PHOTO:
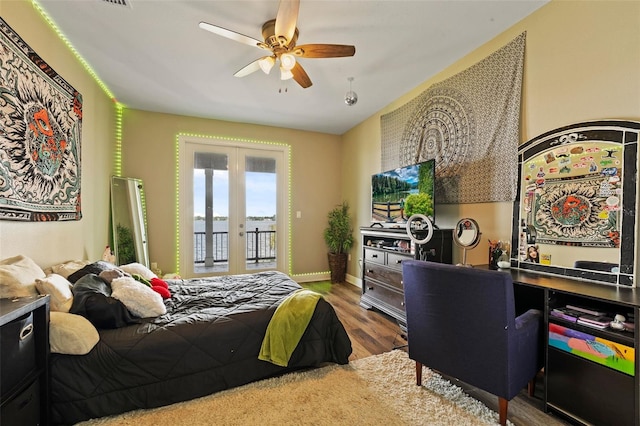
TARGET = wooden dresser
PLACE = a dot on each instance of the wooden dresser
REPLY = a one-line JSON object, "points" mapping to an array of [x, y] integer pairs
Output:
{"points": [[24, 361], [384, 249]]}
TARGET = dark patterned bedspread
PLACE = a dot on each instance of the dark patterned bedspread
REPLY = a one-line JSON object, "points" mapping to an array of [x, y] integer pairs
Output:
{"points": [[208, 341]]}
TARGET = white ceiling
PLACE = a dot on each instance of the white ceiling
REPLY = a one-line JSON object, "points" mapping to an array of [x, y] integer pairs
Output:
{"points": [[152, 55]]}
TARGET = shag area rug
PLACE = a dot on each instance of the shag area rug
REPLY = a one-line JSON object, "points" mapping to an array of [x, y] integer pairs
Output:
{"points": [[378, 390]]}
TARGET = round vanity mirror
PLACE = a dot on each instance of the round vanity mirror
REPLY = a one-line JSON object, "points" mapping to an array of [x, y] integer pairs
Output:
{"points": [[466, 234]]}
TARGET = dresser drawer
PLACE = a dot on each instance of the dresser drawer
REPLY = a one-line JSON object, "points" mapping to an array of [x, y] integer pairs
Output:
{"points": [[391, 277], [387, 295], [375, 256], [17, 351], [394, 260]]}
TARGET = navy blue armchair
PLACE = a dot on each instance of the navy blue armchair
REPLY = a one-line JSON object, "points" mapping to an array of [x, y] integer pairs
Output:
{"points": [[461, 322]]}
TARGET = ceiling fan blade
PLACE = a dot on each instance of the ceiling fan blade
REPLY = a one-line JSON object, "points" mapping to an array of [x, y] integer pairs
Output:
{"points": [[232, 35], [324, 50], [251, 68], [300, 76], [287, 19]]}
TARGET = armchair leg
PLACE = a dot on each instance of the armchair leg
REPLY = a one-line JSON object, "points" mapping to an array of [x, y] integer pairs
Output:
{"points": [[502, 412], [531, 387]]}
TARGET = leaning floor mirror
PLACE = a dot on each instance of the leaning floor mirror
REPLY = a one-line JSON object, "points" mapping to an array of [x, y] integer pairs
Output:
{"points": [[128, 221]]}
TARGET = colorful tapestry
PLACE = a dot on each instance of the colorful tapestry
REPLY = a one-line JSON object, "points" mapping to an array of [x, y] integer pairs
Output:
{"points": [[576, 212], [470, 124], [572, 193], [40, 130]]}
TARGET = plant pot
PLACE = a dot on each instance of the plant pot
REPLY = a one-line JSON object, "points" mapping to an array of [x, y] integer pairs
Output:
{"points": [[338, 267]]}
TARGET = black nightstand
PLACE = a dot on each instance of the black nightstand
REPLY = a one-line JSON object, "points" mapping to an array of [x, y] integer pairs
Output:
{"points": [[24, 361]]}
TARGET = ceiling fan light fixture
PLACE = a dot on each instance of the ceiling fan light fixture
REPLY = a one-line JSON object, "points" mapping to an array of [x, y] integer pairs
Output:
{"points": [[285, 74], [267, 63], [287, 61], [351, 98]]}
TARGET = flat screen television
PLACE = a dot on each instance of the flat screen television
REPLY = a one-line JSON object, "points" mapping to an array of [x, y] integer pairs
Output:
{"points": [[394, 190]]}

•••

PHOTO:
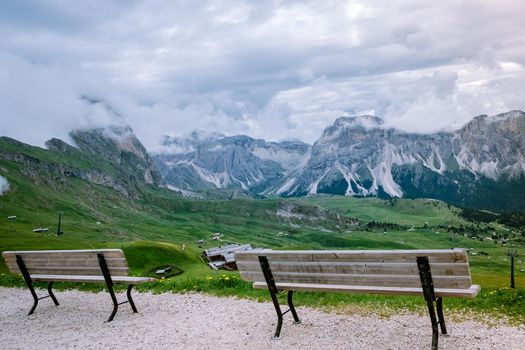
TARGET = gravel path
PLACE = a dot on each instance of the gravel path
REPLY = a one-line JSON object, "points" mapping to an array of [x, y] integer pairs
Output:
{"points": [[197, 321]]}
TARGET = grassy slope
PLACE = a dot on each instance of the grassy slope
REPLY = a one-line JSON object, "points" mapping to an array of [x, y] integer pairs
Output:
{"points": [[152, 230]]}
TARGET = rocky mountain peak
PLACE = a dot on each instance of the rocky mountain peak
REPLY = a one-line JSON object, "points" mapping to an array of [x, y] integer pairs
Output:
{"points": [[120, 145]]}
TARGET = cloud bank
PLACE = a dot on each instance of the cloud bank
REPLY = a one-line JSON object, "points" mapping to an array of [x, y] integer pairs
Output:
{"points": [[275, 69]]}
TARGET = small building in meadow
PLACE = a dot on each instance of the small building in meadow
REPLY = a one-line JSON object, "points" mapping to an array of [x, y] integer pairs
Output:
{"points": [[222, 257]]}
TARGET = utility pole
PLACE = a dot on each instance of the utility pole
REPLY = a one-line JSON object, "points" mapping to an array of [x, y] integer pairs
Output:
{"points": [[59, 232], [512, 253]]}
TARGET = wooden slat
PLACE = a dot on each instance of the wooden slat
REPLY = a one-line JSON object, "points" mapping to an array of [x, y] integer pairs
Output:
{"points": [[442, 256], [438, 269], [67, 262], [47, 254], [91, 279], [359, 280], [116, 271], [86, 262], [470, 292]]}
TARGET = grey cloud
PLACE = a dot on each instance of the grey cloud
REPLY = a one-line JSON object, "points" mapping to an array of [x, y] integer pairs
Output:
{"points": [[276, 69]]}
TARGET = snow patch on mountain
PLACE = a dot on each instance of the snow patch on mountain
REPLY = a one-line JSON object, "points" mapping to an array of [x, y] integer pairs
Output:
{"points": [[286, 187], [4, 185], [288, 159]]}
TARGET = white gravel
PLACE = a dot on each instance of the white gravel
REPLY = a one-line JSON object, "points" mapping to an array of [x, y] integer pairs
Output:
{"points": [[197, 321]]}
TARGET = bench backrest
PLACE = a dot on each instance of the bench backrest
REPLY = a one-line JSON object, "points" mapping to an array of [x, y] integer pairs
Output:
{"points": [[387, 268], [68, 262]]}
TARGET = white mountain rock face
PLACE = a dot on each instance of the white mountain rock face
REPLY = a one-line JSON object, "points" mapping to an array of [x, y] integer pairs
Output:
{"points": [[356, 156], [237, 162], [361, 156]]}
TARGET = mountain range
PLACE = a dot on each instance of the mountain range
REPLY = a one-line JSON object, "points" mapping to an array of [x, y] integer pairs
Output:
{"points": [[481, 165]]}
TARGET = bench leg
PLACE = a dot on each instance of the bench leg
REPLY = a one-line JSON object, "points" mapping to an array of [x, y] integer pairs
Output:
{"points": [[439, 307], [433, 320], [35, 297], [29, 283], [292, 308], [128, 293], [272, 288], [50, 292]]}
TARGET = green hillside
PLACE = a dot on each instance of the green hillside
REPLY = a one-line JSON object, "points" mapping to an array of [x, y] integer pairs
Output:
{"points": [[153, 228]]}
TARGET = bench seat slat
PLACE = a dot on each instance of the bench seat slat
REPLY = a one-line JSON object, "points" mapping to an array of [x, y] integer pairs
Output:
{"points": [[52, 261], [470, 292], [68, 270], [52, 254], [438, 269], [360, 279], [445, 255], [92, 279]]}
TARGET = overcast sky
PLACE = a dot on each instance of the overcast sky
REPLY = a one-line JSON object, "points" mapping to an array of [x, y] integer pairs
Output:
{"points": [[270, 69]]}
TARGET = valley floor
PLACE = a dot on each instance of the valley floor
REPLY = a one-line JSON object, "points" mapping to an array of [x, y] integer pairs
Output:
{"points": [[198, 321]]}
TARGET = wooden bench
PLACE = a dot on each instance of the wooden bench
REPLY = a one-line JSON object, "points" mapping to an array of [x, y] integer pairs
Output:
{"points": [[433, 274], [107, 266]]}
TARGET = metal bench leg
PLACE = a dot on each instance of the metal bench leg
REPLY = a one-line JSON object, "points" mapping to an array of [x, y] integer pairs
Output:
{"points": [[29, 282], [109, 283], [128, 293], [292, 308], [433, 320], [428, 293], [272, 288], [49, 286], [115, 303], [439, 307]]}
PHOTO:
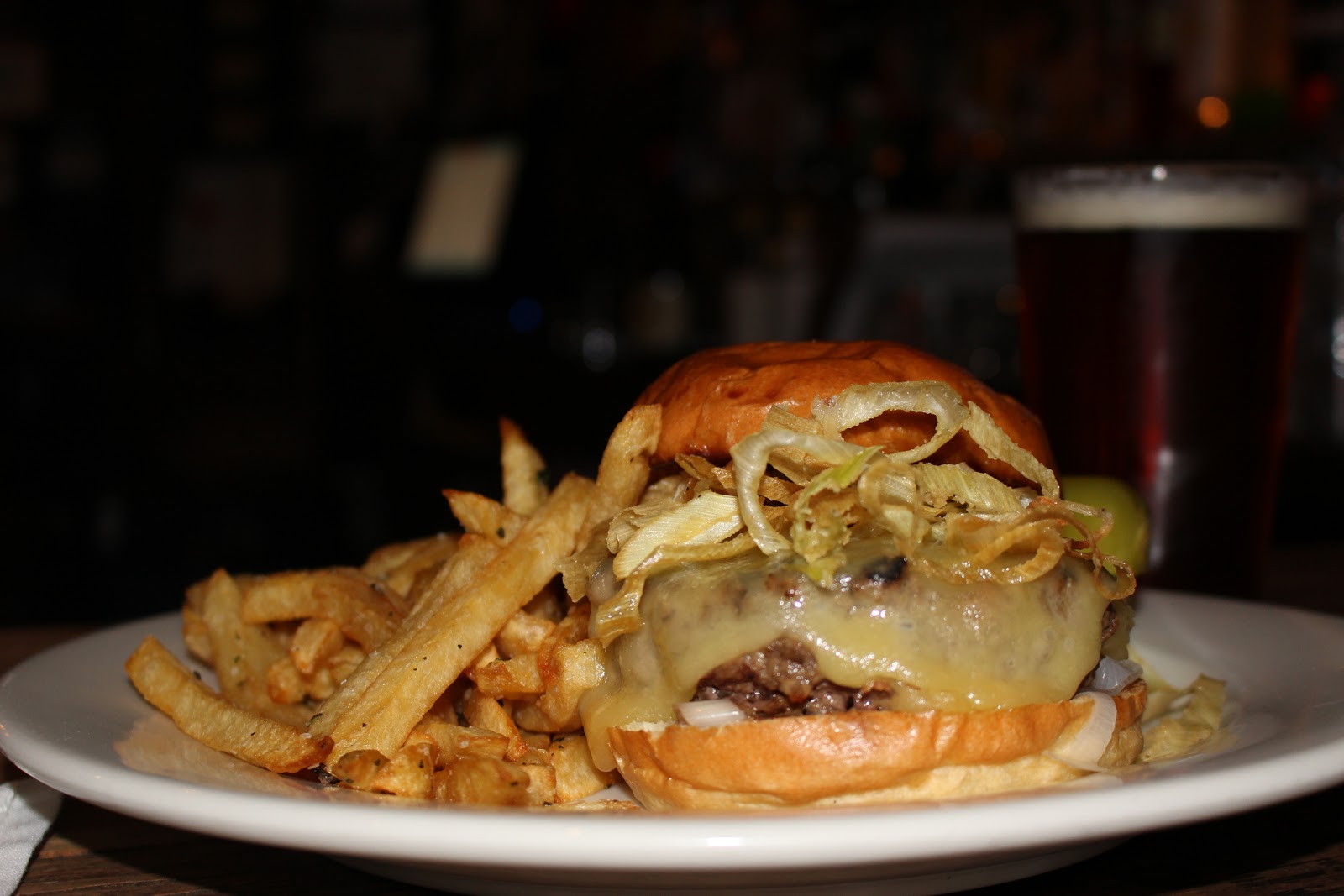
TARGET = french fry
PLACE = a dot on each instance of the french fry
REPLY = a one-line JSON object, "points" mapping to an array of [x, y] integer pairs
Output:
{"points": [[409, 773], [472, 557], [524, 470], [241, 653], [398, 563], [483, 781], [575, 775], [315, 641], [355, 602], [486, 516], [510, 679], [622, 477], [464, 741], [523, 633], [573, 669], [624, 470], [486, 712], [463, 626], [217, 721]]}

•••

* [Exercise instructions]: How many lines in the items above contain the word "french", with case counting? Reply with the number alone.

* [Reply]: 2